_What to work on:_
Can you rewrite only the stretch from the line containing "ground, that would be most appreciated." through the line containing "[[[256,69],[256,0],[0,0],[0,51],[101,31],[118,57]]]", requests included, offsetting every polygon coordinate in the answers by adding 68?

%%

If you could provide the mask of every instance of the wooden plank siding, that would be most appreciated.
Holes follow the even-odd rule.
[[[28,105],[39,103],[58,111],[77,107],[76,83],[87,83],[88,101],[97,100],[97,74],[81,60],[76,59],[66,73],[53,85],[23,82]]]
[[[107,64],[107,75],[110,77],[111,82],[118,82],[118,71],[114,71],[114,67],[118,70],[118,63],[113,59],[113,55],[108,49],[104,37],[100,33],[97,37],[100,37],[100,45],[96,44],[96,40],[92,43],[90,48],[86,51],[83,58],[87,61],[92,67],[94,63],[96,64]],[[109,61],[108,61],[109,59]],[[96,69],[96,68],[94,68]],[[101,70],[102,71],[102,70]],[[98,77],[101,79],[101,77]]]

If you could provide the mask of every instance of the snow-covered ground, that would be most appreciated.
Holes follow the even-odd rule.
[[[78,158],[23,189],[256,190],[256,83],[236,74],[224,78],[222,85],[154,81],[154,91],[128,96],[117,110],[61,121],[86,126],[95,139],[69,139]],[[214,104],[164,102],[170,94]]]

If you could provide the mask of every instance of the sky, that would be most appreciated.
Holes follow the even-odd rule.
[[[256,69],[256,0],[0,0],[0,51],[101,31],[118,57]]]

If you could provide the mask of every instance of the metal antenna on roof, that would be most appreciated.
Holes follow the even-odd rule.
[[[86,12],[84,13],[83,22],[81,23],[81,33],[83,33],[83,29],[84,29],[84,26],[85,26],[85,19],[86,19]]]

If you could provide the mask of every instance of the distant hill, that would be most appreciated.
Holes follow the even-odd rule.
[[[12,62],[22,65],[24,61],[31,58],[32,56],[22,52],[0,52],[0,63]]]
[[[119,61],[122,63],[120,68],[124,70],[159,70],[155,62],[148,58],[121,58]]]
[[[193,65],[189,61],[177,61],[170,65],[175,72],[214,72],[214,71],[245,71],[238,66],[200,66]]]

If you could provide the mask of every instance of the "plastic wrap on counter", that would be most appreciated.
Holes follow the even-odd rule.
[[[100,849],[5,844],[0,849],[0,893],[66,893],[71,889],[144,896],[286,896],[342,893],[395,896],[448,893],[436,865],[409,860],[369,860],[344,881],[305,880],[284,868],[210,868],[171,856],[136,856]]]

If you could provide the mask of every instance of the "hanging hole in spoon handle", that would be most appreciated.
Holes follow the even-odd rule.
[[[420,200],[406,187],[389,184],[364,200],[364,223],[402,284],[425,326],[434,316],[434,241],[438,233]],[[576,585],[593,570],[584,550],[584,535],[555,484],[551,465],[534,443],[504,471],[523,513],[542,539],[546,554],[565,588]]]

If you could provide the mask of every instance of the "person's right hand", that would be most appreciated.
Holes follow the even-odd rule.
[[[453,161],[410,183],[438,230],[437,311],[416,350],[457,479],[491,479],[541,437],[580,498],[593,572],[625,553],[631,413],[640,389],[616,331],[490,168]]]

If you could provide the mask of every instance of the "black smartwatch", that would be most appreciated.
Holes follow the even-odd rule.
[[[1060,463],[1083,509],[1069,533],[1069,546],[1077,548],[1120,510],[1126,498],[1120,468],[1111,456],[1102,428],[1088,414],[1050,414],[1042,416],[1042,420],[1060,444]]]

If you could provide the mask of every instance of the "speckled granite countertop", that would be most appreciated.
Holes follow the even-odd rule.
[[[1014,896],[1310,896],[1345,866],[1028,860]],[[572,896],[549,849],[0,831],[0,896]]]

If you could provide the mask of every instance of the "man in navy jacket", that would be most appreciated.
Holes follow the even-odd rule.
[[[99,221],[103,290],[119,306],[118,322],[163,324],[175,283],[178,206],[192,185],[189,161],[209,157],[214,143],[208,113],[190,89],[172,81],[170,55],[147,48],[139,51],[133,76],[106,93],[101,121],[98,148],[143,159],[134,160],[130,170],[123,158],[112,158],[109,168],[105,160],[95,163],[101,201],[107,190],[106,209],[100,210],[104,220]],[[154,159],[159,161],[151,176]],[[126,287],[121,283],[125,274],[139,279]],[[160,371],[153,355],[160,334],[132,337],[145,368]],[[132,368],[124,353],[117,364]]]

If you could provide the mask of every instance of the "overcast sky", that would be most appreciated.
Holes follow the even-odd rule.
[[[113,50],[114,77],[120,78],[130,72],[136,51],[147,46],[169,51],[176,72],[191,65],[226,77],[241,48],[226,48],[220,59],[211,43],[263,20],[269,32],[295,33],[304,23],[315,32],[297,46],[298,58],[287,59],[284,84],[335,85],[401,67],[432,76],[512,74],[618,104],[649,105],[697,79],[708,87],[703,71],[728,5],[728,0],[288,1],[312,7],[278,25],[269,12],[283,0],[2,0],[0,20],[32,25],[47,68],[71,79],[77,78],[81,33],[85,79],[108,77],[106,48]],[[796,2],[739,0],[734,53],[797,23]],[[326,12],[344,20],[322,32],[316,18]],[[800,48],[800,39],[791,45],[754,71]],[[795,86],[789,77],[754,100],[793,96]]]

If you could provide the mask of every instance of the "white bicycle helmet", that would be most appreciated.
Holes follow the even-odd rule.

%%

_Result:_
If you could provide the mask of every instance of the snow-covered ground, that would be most appreciated.
Holes follow the even-odd rule.
[[[146,226],[91,257],[324,258],[324,151],[304,142],[292,146],[290,153],[222,149],[222,159],[196,164],[185,178],[129,189],[154,194],[163,207],[137,207]],[[282,172],[232,170],[238,162]]]

If you could provide the mask of every instance of the sky, that would be most appreciated.
Holes follow the even-odd rule.
[[[324,137],[324,68],[68,68],[68,119],[169,99],[186,125]]]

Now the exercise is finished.